§ WHAT YOU HAVE TO DO:
Please count the lines in the data below that contain the string "windshield", and reply with that number alone.
=======
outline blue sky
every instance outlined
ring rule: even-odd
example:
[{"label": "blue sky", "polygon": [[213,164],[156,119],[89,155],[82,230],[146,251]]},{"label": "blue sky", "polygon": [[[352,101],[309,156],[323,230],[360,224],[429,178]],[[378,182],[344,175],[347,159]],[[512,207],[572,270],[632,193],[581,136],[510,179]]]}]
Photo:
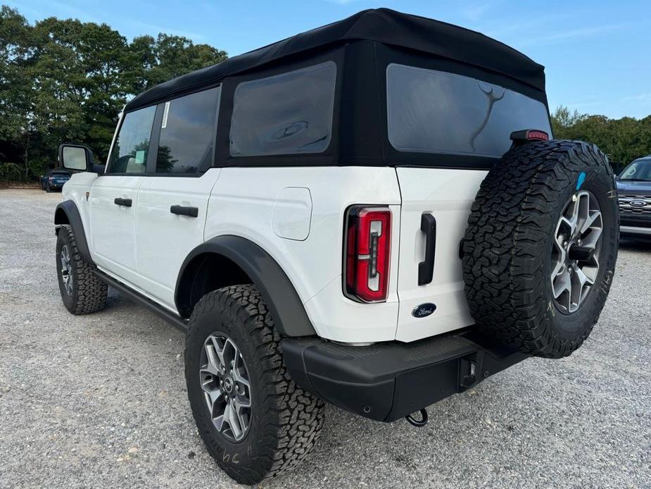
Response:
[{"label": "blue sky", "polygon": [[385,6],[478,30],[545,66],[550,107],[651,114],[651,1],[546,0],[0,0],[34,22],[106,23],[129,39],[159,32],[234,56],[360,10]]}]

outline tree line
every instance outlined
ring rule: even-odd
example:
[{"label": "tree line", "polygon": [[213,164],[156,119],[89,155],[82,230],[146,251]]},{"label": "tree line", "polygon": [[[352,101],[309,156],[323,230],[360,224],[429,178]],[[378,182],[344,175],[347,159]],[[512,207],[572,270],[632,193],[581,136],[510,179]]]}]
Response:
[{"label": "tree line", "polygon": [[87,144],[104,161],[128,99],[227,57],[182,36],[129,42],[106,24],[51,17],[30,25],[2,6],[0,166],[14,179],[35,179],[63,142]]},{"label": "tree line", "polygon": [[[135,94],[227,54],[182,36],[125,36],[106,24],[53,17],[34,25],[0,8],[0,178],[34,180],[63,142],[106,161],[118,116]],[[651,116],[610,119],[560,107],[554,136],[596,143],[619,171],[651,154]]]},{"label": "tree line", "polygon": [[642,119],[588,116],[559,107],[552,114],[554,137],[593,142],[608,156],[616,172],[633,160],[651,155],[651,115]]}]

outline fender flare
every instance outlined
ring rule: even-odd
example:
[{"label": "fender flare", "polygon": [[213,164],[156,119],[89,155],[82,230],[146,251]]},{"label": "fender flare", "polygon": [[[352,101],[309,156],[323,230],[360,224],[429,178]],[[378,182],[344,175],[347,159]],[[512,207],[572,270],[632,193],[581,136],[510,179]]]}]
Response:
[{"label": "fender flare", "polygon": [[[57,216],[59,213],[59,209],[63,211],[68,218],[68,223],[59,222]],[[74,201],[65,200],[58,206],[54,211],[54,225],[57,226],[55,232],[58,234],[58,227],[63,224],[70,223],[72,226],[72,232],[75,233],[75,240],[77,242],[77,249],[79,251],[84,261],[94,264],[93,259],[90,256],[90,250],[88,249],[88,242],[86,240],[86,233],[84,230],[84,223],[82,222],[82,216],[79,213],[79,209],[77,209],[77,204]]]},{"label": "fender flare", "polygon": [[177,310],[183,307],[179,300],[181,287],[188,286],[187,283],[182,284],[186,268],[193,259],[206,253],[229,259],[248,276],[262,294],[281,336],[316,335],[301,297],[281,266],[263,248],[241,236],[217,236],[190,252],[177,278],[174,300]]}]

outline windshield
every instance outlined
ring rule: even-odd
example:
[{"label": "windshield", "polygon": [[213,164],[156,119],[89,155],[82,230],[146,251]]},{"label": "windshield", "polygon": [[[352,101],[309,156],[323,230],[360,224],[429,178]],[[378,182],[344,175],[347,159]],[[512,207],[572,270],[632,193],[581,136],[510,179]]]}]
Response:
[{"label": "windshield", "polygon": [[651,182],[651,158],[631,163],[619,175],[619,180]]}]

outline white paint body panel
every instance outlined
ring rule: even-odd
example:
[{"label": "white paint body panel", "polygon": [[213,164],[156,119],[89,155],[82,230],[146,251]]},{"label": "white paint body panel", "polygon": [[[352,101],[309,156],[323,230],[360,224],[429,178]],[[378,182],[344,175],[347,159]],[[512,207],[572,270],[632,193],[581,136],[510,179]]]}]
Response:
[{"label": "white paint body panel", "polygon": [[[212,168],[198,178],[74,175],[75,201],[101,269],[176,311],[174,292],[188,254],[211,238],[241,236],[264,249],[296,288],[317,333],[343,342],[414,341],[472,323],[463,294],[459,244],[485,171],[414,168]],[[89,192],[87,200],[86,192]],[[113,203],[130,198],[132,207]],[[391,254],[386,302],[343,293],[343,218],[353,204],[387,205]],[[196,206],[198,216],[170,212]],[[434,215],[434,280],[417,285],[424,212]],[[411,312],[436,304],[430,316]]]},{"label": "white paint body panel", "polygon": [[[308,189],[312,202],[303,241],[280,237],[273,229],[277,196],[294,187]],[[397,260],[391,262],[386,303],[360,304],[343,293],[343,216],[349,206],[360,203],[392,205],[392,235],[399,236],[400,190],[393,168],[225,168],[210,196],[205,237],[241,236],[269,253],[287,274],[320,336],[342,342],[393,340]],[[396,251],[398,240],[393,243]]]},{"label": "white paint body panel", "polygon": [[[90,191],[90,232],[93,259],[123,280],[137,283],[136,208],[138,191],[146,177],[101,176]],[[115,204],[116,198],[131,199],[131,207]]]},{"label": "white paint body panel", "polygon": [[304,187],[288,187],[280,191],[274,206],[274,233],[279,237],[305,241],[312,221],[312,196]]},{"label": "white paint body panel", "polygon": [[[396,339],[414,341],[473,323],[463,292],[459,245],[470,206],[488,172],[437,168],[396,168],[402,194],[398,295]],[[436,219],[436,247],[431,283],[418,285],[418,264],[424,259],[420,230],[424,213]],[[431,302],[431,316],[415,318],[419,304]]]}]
=======
§ WRITTEN ANSWER:
3